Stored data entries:
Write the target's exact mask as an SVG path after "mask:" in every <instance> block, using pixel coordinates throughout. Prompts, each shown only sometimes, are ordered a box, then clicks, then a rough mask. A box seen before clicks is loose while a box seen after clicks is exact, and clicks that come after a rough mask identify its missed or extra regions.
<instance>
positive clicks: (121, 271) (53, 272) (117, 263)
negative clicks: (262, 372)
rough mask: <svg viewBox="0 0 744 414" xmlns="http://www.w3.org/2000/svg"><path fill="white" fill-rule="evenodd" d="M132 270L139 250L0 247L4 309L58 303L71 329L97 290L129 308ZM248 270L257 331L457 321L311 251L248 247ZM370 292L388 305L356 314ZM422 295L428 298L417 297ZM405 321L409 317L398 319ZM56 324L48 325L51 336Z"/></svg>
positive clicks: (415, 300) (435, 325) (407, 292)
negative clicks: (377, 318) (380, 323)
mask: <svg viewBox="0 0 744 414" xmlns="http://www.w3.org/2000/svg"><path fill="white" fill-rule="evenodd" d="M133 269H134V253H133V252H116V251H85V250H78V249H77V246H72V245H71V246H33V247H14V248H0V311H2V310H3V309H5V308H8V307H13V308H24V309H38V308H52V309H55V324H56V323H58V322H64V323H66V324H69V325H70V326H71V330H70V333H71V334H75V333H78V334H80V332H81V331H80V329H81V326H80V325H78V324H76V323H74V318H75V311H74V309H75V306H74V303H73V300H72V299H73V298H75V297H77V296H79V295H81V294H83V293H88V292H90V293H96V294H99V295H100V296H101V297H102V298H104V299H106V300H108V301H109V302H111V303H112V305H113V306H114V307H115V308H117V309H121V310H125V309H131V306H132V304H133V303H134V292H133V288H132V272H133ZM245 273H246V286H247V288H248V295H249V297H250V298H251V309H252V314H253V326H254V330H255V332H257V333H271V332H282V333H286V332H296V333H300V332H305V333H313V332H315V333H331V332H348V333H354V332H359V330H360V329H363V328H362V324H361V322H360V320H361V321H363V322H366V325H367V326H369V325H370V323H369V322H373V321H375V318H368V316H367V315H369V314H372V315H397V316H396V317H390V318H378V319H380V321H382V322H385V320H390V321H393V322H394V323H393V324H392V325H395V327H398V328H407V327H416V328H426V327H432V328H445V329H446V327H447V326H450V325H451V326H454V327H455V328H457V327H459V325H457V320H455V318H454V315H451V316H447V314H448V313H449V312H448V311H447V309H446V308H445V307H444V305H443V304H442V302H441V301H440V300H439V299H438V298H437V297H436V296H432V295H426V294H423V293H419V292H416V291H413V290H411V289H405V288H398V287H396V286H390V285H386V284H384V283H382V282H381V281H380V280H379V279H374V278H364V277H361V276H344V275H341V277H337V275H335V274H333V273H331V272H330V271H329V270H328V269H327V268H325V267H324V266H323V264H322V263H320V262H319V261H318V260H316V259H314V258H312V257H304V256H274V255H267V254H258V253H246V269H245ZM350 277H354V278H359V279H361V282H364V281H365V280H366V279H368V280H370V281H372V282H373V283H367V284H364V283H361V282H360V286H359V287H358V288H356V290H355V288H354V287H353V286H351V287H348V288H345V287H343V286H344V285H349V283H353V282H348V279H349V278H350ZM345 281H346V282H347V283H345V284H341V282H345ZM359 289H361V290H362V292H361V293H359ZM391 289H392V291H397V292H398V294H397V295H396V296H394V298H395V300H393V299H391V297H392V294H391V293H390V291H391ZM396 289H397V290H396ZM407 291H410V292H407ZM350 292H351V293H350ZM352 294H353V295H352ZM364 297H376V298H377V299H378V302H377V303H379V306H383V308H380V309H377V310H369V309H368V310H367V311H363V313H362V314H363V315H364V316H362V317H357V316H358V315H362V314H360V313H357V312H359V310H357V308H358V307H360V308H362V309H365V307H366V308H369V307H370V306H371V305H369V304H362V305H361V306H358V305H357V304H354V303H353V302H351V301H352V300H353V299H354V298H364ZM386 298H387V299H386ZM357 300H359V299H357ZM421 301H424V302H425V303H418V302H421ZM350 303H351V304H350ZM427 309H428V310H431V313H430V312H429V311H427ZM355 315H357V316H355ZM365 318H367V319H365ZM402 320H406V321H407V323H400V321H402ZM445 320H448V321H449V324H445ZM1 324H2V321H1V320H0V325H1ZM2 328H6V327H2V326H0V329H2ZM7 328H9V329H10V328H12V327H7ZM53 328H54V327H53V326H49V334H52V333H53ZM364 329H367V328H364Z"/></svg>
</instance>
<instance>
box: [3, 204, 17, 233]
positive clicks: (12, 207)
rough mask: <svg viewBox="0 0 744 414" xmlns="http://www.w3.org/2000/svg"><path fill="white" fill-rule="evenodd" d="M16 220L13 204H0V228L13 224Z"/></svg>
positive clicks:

*Work request*: Which of the lines above contain the string "positive"? Copy each such line in full.

*Solution for this problem*:
positive clicks: (121, 271) (53, 272) (117, 263)
positive clicks: (415, 300) (435, 325) (407, 292)
positive clicks: (12, 207)
positive clicks:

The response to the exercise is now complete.